_THE REQUEST:_
Print the range of lines that opens with the line containing "If you could put a dot on the thin" and closes with the last line of the listing. Include both ends; print nothing more.

_DATA TO USE:_
*-*-*
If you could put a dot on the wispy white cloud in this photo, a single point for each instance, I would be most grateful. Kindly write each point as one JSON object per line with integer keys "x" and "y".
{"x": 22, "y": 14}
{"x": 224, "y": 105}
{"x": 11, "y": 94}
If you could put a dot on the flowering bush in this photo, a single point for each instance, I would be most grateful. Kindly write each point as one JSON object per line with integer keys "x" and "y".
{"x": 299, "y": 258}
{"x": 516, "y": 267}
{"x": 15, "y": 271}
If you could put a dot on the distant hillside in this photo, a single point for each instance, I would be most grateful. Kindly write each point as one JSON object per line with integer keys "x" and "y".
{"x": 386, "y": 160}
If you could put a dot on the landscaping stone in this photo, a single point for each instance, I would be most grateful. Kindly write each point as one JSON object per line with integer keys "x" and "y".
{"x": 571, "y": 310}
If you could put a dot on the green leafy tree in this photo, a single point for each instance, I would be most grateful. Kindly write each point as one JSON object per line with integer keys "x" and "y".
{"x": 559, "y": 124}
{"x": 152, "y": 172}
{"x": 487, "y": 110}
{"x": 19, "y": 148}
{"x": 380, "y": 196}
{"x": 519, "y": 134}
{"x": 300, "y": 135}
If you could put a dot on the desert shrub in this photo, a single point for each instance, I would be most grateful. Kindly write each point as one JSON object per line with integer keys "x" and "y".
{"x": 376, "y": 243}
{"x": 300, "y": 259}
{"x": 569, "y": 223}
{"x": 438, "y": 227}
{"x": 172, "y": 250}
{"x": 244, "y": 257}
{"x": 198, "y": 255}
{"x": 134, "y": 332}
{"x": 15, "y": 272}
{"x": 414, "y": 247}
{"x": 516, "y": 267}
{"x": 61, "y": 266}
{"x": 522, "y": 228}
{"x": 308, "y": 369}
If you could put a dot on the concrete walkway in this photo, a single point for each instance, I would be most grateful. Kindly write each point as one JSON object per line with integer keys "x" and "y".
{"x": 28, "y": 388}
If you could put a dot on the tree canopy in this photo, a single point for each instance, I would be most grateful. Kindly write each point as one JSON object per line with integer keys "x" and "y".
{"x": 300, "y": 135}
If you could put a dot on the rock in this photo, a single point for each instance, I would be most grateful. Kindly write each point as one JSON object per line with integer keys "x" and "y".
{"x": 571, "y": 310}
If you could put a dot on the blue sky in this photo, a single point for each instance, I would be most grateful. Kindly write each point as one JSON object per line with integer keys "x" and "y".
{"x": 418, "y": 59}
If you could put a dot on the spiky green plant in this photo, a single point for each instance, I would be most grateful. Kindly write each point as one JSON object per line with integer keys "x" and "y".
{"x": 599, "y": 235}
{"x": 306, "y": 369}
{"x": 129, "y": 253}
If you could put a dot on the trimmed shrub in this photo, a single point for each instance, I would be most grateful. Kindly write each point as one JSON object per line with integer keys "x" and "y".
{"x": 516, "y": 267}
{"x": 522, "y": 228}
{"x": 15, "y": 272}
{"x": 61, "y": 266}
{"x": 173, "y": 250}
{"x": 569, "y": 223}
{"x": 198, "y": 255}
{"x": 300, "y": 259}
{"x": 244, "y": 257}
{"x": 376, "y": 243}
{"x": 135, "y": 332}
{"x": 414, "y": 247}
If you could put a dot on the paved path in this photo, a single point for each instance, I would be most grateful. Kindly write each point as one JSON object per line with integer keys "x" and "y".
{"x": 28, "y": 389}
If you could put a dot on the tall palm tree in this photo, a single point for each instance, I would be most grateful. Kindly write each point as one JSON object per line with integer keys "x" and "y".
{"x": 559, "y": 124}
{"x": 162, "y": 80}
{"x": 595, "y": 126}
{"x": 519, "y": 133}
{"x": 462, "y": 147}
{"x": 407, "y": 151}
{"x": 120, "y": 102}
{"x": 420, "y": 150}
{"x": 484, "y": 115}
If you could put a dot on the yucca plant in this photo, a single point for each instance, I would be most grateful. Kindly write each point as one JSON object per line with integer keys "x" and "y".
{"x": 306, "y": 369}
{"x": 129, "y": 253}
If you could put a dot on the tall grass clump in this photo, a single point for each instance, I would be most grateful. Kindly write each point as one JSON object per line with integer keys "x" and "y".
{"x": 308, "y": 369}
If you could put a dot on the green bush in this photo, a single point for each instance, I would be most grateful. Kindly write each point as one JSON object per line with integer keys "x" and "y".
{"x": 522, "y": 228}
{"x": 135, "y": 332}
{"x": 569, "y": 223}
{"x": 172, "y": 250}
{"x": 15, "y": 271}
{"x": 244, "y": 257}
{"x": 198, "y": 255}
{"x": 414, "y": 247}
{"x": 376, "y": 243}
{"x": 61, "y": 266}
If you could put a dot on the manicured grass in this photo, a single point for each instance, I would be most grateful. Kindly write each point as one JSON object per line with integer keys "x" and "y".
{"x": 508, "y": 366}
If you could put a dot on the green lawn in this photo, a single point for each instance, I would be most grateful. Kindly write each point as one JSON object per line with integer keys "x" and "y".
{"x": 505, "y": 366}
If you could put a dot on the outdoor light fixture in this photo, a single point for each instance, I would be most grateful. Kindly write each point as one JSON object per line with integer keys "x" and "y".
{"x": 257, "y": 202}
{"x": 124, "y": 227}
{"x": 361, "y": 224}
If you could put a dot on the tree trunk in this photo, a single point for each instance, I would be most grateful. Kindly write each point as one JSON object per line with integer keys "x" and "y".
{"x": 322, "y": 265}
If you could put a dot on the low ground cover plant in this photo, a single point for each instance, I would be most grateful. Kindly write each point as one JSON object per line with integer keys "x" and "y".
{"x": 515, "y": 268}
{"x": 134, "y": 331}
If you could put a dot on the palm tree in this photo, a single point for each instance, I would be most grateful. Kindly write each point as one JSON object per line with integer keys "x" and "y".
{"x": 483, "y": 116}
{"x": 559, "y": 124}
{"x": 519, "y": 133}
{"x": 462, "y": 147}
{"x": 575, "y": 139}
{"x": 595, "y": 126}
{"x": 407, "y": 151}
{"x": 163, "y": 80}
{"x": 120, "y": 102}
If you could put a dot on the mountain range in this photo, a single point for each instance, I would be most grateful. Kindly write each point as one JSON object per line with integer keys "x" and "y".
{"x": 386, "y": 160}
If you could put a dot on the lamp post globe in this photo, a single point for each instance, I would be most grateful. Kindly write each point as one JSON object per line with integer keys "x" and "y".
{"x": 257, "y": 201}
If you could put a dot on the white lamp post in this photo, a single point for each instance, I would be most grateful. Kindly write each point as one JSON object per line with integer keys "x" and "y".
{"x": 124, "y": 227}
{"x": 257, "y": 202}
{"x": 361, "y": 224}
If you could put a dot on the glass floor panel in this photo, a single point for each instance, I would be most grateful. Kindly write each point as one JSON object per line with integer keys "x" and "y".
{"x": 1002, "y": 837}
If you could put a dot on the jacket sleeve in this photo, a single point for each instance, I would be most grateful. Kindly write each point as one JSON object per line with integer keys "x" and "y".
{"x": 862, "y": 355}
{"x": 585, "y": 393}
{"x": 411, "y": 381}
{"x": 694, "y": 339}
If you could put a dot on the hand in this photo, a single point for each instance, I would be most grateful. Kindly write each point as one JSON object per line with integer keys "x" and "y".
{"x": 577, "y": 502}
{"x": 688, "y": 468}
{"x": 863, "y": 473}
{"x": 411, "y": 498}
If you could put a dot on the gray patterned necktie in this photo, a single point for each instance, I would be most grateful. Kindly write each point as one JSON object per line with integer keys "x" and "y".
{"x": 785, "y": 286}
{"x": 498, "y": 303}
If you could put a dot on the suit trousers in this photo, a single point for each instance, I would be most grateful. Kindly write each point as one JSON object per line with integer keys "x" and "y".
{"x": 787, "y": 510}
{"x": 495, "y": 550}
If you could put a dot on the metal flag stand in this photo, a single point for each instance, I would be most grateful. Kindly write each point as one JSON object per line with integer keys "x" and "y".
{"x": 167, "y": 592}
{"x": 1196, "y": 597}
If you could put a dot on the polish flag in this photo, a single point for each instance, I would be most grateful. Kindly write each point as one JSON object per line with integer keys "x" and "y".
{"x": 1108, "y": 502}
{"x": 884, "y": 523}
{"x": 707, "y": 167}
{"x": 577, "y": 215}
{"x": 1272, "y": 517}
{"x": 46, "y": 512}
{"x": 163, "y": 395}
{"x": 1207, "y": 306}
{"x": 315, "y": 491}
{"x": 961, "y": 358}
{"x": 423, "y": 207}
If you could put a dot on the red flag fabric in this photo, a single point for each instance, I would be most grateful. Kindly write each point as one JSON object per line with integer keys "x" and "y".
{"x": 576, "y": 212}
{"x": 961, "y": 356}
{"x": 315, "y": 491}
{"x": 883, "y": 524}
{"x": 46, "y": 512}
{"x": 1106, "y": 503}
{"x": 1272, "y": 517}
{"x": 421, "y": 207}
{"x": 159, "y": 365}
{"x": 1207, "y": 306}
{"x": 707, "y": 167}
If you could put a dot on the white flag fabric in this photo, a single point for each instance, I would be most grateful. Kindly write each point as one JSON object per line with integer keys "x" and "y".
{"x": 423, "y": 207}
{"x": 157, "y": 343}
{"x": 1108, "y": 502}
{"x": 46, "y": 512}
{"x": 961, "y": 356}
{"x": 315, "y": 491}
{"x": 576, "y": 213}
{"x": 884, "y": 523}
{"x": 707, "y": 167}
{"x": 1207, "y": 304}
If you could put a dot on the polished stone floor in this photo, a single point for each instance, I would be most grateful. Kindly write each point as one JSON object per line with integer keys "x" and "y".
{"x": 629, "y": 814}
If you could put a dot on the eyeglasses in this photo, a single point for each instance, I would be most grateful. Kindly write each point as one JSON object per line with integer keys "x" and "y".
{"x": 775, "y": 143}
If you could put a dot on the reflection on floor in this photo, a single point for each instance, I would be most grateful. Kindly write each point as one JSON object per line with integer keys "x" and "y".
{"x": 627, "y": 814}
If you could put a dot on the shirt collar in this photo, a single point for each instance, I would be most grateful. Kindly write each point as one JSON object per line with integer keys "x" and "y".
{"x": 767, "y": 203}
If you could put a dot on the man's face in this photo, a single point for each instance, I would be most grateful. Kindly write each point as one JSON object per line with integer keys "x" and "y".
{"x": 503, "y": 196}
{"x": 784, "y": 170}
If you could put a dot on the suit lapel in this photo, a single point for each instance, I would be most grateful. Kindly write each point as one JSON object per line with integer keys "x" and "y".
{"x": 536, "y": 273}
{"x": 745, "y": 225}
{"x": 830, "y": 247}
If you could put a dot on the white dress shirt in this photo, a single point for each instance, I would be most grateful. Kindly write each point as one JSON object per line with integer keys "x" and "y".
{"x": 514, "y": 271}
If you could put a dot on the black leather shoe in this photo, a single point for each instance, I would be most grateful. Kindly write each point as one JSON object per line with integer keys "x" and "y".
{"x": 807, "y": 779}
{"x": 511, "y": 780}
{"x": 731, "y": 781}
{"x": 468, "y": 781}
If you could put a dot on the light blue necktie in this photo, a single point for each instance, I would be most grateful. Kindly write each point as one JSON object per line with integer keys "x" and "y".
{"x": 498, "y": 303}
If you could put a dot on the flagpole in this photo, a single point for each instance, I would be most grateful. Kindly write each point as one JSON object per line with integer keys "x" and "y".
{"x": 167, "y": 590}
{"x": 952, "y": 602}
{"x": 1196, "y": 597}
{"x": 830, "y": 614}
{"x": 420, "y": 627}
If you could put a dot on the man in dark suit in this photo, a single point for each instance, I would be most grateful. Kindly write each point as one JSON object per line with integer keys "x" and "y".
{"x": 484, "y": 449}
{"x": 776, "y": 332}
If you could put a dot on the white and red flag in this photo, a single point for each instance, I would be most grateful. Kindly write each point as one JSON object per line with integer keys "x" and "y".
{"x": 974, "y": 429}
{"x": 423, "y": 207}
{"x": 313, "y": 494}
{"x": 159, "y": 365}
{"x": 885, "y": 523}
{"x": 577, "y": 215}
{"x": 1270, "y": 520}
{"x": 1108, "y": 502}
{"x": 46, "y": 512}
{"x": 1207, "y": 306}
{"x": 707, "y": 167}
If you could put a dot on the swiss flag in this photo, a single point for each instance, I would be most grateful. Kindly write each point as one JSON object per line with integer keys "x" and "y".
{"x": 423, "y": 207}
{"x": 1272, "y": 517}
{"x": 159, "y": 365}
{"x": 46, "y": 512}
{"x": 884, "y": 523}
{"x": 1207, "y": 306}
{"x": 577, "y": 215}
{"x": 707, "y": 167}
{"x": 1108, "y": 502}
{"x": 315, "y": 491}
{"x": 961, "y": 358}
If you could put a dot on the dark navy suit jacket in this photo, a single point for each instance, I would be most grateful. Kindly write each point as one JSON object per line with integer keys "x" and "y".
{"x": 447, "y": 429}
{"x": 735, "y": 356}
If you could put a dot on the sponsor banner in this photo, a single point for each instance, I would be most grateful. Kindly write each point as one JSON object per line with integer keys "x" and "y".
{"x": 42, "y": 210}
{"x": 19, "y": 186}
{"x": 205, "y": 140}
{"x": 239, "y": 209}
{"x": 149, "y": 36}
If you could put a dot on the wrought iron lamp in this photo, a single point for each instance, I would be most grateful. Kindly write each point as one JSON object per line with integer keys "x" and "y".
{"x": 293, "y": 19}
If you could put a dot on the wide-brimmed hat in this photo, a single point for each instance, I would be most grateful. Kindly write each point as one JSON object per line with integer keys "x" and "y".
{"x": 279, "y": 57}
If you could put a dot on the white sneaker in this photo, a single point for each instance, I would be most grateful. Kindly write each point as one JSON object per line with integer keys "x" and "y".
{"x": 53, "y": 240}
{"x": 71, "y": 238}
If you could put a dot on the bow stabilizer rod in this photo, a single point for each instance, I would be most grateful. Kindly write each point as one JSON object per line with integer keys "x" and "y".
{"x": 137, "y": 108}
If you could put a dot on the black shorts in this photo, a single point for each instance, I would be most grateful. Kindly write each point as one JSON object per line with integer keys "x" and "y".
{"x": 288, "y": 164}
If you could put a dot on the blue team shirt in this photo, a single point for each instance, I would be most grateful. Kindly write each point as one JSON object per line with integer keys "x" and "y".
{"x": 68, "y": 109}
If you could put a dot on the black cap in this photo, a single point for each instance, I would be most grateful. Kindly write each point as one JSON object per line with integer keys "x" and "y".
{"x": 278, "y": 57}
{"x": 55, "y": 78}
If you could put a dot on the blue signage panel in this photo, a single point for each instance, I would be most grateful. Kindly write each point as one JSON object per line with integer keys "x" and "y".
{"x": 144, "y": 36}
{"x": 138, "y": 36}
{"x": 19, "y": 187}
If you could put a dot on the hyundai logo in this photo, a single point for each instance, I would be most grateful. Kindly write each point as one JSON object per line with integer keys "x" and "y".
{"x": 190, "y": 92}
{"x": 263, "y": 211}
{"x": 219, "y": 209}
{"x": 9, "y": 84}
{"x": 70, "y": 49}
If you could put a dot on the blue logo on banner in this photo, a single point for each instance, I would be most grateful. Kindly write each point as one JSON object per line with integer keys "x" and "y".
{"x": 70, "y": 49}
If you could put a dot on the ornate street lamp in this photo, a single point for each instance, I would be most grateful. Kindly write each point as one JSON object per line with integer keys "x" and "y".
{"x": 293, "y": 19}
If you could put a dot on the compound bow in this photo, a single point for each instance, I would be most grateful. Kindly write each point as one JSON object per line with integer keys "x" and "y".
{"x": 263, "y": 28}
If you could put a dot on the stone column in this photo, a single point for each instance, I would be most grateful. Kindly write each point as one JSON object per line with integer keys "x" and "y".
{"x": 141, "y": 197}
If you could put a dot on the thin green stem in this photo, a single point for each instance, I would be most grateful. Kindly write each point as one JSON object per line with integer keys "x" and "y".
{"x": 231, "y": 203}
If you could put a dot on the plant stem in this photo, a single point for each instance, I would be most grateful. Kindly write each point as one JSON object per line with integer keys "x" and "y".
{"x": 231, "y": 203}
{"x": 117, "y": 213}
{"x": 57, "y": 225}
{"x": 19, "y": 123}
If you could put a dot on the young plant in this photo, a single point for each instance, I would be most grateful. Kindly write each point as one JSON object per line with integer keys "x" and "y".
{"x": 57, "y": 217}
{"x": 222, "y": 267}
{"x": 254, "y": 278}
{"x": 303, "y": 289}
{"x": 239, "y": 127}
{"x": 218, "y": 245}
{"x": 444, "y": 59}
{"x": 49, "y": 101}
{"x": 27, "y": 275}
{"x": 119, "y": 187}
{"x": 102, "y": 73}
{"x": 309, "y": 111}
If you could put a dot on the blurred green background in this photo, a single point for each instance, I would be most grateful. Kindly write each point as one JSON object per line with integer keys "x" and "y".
*-*-*
_EXERCISE ANSWER:_
If you could put a dot on the thin green stem in this photo, a single point for each instance, I would be most grateful. Kindly write each point as one JSON object per line with integer keys "x" and "y".
{"x": 231, "y": 203}
If you could put a dot on the plant stem in this photo, a single point for each instance, I would be most grateful. Kindly write each point as one JSON object per line with integer keys "x" and "y".
{"x": 231, "y": 203}
{"x": 117, "y": 213}
{"x": 57, "y": 225}
{"x": 19, "y": 123}
If you could put a dot on the young plant in this photo, a single point for each instance, I would be most grateful. Kindly write each point as one JSON object per line with integer keys "x" and "y".
{"x": 57, "y": 217}
{"x": 222, "y": 267}
{"x": 254, "y": 278}
{"x": 303, "y": 289}
{"x": 239, "y": 127}
{"x": 218, "y": 245}
{"x": 444, "y": 59}
{"x": 49, "y": 101}
{"x": 27, "y": 275}
{"x": 119, "y": 187}
{"x": 102, "y": 73}
{"x": 309, "y": 111}
If you could put a dot on the blurred green background in this photo, a single point for each instance, I would be most grateful. Kindly write each point as one JSON object per line with integer keys "x" and "y".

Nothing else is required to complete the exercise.